RECORDS SHOWN
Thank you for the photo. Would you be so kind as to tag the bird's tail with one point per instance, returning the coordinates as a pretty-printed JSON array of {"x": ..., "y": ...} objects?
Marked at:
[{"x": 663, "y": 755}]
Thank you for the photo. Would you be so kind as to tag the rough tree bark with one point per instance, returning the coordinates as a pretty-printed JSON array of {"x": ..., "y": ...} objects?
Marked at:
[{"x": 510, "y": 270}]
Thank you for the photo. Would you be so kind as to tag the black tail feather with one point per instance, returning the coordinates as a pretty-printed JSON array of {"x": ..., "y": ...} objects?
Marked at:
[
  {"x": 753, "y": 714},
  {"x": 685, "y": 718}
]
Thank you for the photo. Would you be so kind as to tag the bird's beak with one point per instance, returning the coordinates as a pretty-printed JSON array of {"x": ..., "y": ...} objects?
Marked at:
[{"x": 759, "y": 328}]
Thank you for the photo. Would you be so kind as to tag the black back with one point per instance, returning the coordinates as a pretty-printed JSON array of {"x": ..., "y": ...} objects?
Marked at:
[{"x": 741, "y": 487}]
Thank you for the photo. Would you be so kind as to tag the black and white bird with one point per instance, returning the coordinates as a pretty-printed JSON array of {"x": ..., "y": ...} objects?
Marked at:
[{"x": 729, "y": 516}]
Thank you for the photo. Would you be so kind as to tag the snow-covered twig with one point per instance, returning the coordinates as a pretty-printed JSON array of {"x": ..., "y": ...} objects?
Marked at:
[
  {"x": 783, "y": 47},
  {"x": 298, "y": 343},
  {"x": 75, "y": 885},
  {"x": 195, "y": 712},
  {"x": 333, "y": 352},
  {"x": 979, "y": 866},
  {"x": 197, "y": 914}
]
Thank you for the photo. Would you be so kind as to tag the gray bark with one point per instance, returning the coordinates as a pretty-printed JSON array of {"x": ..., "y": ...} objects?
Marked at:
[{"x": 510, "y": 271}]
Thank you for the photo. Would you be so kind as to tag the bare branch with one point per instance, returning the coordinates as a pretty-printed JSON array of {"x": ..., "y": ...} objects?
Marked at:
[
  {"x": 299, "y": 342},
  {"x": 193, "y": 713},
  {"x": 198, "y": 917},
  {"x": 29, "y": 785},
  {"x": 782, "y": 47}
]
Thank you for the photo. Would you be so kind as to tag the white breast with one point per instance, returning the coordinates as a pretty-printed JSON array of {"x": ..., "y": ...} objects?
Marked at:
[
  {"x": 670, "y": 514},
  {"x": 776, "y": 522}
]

INSTRUCTIONS TO FOLLOW
Output every record above a second time, exactly.

SOLUTION TO THE PROBLEM
Thank you for the photo. Would you be so kind as to tag the bird's tail with one point per instance, returning the coordinates as a pretty-printed JSON array of {"x": ..., "y": ...} objects?
Marked at:
[{"x": 663, "y": 755}]
Thank you for the photo. Would you be so kind as to tag the rough tree bark with one point per instance, returning the coordinates as a pretty-printed JSON array of {"x": ..., "y": ...} objects?
Marked at:
[{"x": 510, "y": 270}]
Thank you for the photo. Would you be so kind as to tag the black tail feather with one point per instance, returning the coordinates as a pretty-printed JSON array of {"x": ..., "y": ...} objects?
Marked at:
[
  {"x": 753, "y": 714},
  {"x": 685, "y": 718}
]
Thank you for the photo. Would you be so kind as to tag the bird's beak with one point per instance, returning the coordinates as a pretty-printed JSON array of {"x": ..., "y": ...} objects?
Marked at:
[{"x": 759, "y": 328}]
Thank you for the photo. Would you be so kind as to tag the black back with one point per instance, returning the coordinates as a pretty-printed JSON array of {"x": ..., "y": ...} objects?
Marked at:
[{"x": 741, "y": 487}]
Thank you for the photo. Would you be so kind as to tag the black and white bird with one point per instance, returning the coordinates as a pretty-printed JSON array of {"x": ..., "y": ...} objects?
Marked at:
[{"x": 729, "y": 516}]
Thank you for the photo. Would you be so kind as to tag the snow-covered twig with one point per instance, returning the coordinates as a pretty-printed JSON array of {"x": ..., "y": ...} objects?
Marked at:
[
  {"x": 783, "y": 47},
  {"x": 298, "y": 343},
  {"x": 75, "y": 885},
  {"x": 195, "y": 712},
  {"x": 333, "y": 352},
  {"x": 979, "y": 866},
  {"x": 197, "y": 914}
]
Thank you for the photo. Would you be so kind as to tag the gray bark with one point per instance, returning the coordinates as a pretty-printed JSON array of {"x": ..., "y": ...} objects?
Marked at:
[{"x": 510, "y": 271}]
Thank you for the photo. Would you be so kind as to tag the bare branch with one point per instance, returning the coordinates as a pretty-printed JSON array of {"x": ..., "y": ...} objects?
Marked at:
[
  {"x": 299, "y": 342},
  {"x": 193, "y": 713},
  {"x": 198, "y": 917},
  {"x": 29, "y": 785},
  {"x": 782, "y": 47}
]
Thank you for the photo. Would you be so kind as to tag the white breast with one point per instance, returning the coordinates as a pretty-printed JSON array of {"x": ..., "y": ...} objects?
Marked at:
[
  {"x": 670, "y": 514},
  {"x": 776, "y": 522}
]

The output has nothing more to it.